The answer must consist of every line in the records below that contains the string "brick".

= Beginning of Section =

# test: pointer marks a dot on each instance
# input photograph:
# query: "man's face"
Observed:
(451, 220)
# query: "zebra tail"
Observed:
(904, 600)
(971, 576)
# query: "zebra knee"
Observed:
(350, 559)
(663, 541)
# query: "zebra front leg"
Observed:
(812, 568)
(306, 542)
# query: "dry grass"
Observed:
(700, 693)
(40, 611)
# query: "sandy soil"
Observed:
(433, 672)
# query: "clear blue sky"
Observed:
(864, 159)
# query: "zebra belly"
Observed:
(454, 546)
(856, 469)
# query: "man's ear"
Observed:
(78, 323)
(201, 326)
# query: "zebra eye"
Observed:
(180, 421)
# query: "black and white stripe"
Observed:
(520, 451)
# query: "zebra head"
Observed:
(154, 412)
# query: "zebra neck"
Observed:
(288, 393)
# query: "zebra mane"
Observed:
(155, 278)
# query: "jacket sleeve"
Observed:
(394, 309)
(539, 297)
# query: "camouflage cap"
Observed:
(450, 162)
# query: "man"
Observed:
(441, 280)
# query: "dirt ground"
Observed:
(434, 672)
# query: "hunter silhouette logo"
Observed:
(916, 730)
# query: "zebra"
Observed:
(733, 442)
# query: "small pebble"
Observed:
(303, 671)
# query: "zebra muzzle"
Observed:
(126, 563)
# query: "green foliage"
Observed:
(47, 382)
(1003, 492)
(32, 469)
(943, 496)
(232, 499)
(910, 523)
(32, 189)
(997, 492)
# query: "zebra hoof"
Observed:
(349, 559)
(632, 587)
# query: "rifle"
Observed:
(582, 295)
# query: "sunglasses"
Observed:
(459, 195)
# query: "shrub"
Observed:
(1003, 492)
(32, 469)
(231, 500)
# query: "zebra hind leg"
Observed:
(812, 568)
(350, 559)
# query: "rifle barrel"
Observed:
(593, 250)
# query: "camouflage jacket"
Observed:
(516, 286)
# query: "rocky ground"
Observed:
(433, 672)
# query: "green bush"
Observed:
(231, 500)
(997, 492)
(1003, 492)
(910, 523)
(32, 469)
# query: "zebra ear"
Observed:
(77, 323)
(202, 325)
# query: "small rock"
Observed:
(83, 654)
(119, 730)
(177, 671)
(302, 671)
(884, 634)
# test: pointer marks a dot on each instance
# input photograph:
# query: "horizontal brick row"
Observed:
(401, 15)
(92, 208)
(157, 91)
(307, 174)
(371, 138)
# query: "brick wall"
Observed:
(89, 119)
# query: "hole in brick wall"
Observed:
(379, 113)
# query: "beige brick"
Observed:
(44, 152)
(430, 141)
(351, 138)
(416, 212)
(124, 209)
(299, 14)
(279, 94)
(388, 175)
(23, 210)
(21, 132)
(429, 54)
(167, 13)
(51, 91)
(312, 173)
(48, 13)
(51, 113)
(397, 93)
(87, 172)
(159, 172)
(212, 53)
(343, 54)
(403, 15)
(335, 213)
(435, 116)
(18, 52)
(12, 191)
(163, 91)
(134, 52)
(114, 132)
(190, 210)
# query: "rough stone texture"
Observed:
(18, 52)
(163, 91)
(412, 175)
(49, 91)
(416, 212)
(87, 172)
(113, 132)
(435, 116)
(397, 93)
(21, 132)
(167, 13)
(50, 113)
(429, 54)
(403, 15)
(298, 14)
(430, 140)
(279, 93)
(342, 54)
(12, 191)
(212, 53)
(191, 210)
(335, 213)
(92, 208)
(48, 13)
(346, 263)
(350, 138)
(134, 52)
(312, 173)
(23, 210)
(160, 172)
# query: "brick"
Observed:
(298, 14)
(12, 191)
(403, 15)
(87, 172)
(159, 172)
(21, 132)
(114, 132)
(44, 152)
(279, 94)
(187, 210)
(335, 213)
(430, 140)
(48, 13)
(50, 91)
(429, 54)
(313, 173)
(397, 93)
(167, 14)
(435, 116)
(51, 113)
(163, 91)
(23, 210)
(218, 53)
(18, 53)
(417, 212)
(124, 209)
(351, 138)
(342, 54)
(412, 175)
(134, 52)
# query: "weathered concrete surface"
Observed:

= End of Section =

--- ANSWER SPACE ---
# query: "horizontal brick row"
# query: "brick wall"
# query: "hole in brick wall"
# query: "beige brick"
# query: "brick"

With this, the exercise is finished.